Start of RECORDS PROVIDED

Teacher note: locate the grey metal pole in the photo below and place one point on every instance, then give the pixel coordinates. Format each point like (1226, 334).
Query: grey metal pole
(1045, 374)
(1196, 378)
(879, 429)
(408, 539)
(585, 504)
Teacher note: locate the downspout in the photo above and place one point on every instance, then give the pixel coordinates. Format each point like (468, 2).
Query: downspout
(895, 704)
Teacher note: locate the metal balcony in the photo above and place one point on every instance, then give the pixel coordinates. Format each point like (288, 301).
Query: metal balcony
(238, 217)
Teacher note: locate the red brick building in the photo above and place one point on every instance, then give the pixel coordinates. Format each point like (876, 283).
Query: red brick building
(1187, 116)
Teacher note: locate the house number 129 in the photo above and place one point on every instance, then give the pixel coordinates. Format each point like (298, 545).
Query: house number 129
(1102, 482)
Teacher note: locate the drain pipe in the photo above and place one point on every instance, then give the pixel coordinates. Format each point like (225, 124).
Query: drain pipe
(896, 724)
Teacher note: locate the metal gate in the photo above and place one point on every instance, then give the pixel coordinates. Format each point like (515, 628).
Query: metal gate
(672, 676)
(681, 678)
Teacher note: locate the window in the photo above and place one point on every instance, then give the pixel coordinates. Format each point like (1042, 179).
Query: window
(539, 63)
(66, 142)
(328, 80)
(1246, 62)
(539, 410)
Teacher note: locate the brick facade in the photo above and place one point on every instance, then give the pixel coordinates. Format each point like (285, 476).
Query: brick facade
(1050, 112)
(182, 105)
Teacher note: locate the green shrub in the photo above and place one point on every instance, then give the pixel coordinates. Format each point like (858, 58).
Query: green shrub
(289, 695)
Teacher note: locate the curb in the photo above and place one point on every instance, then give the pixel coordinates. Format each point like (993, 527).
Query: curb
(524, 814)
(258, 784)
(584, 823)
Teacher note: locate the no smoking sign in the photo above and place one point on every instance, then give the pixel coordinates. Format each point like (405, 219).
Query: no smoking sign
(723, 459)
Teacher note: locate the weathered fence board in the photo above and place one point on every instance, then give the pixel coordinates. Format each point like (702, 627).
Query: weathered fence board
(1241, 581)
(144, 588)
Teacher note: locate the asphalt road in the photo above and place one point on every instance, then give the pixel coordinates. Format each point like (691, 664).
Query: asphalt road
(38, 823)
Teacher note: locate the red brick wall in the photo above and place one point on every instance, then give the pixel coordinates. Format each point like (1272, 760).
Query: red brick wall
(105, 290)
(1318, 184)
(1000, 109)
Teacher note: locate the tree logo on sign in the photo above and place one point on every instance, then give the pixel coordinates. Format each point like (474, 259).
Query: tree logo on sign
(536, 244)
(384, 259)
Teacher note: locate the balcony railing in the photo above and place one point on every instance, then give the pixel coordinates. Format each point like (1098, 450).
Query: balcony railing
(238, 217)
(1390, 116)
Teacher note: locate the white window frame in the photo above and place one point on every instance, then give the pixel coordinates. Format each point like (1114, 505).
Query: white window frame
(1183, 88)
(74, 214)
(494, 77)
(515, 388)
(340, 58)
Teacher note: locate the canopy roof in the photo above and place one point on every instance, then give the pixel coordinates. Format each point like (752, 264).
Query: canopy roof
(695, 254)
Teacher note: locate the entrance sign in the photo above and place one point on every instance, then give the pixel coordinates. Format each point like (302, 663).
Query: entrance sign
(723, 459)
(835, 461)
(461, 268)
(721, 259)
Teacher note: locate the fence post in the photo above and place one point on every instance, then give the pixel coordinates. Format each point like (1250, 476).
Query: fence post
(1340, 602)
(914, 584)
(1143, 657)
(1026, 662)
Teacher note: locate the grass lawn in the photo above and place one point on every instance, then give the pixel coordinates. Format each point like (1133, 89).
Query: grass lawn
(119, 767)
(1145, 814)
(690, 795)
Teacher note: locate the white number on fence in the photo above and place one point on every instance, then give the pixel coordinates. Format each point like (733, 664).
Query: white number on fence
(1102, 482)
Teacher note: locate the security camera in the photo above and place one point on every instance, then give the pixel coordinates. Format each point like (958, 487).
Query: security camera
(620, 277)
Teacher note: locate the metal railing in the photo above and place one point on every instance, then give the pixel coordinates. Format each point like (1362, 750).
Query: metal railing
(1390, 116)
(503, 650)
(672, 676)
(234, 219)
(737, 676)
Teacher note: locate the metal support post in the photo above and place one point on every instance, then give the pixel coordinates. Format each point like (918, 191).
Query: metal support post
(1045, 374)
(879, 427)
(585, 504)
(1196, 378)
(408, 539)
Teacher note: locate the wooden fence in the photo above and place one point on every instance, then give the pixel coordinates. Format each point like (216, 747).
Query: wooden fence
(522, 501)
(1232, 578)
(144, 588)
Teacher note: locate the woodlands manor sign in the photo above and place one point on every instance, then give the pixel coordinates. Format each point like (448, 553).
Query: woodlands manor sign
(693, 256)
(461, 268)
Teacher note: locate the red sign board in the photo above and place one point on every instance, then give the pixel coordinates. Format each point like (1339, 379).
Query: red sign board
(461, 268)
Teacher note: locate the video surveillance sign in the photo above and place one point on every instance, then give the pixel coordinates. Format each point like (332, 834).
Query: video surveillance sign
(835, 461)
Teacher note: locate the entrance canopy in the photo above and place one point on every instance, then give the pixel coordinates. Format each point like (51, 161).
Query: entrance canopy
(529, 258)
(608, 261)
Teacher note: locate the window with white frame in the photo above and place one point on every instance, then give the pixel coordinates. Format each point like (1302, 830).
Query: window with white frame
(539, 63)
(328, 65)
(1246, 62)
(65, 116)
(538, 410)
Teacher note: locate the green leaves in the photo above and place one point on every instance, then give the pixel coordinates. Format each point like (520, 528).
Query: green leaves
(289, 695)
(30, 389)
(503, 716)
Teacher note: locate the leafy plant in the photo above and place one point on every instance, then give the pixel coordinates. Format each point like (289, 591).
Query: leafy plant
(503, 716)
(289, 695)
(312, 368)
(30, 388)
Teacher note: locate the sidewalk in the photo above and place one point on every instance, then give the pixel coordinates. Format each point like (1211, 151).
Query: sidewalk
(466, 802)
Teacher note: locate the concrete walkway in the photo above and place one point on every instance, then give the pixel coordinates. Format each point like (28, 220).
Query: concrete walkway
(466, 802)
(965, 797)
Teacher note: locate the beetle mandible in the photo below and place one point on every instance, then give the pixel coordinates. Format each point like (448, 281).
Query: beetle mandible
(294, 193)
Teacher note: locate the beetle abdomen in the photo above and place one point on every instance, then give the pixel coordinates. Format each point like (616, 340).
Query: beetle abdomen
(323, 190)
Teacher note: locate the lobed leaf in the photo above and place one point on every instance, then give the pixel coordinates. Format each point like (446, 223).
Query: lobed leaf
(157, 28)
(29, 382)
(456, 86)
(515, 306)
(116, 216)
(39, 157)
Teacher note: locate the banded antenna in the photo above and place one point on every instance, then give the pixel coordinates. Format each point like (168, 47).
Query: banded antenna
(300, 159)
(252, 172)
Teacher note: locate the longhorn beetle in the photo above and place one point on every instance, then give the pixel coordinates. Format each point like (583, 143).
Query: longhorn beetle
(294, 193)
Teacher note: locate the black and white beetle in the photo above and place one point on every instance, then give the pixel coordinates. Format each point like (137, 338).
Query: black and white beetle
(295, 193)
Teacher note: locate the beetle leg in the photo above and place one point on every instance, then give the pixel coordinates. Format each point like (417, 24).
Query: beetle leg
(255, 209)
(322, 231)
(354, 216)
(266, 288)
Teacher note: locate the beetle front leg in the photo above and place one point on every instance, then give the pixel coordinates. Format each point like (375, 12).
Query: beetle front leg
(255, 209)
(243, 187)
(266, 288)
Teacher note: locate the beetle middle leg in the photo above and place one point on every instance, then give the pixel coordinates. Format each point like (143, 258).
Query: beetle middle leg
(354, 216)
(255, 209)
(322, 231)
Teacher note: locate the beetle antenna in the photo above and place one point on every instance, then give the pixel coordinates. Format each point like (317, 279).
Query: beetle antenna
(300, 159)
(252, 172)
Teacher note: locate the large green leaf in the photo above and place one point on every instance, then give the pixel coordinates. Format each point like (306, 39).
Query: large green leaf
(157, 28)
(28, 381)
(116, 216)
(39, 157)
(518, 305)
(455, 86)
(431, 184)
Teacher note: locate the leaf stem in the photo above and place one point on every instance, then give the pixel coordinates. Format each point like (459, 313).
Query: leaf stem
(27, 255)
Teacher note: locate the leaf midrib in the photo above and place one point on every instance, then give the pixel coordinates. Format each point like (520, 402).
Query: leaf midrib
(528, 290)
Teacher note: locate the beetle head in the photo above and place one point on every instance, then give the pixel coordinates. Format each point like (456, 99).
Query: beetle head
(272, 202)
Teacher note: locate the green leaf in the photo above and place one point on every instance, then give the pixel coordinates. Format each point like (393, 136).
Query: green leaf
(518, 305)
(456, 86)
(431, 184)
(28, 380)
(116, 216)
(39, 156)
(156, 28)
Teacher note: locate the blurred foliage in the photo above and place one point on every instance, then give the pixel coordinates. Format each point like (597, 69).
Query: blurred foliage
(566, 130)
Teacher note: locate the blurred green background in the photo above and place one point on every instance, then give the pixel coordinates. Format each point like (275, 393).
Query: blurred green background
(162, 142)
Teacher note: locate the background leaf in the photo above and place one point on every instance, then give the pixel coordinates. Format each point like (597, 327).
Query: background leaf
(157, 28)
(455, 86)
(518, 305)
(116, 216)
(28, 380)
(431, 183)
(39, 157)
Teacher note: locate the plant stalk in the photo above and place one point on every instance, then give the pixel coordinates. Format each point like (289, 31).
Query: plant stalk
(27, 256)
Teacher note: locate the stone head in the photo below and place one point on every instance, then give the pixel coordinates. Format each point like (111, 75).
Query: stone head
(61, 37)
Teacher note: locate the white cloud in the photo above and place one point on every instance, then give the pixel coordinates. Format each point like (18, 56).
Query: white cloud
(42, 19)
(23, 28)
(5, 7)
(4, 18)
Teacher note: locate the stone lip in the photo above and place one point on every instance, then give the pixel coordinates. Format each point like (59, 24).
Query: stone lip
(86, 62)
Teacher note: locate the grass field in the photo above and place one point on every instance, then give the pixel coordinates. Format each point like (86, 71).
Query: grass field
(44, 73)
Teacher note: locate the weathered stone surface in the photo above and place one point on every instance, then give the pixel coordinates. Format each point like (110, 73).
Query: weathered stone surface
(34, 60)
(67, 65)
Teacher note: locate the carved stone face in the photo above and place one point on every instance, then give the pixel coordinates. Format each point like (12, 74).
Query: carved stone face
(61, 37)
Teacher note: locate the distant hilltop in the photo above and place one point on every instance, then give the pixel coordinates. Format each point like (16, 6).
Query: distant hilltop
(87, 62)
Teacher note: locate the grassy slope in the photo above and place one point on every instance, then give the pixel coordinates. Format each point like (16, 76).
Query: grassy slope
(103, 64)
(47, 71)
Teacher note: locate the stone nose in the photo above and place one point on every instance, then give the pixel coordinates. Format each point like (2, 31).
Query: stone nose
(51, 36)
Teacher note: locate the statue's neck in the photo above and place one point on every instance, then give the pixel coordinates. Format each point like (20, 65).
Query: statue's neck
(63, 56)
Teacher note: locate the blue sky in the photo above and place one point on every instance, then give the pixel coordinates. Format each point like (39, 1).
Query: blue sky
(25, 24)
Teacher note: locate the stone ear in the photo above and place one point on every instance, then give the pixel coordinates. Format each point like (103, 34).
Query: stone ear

End of RECORDS PROVIDED

● DIRECTIONS
Express the lines above as a JSON list of strings, one string per line with blank lines omitted, starting at the line containing "Teacher note: locate the carved" and ending at the last line.

● WRITTEN SOLUTION
[
  "Teacher note: locate the carved stone face in the photo above and place one point on every instance, then give the pixel coordinates. Format each point like (12, 74).",
  "Query: carved stone face",
  "(61, 37)",
  "Teacher note: locate the distant hilltop in the photo above and place one point on every instance, then give the pixel coordinates. Format each point like (16, 6).",
  "Query: distant hilltop",
  "(87, 62)",
  "Teacher note: locate the grassy slope in the photo above and place one point on every instance, then give the pixel coordinates. Format each point like (16, 76).",
  "Query: grassy slope",
  "(103, 64)",
  "(47, 71)",
  "Teacher note: locate the stone nose in the photo above and place one point on every instance, then give the pixel coordinates. Format each point like (2, 31).",
  "Query: stone nose",
  "(51, 36)",
  "Teacher note: locate the statue's neck in the photo above and place one point on every instance, then give the pixel coordinates. Format each point like (20, 65).",
  "Query: statue's neck",
  "(63, 56)",
  "Teacher note: locate the blue sky in the photo above and place one point on every instance, then give the pixel coordinates. Format each point like (39, 1).",
  "Query: blue sky",
  "(25, 24)",
  "Teacher note: locate the stone ear in the photo above and place one point on every instance, then give the pixel coordinates. Format each point like (103, 34).",
  "Query: stone ear"
]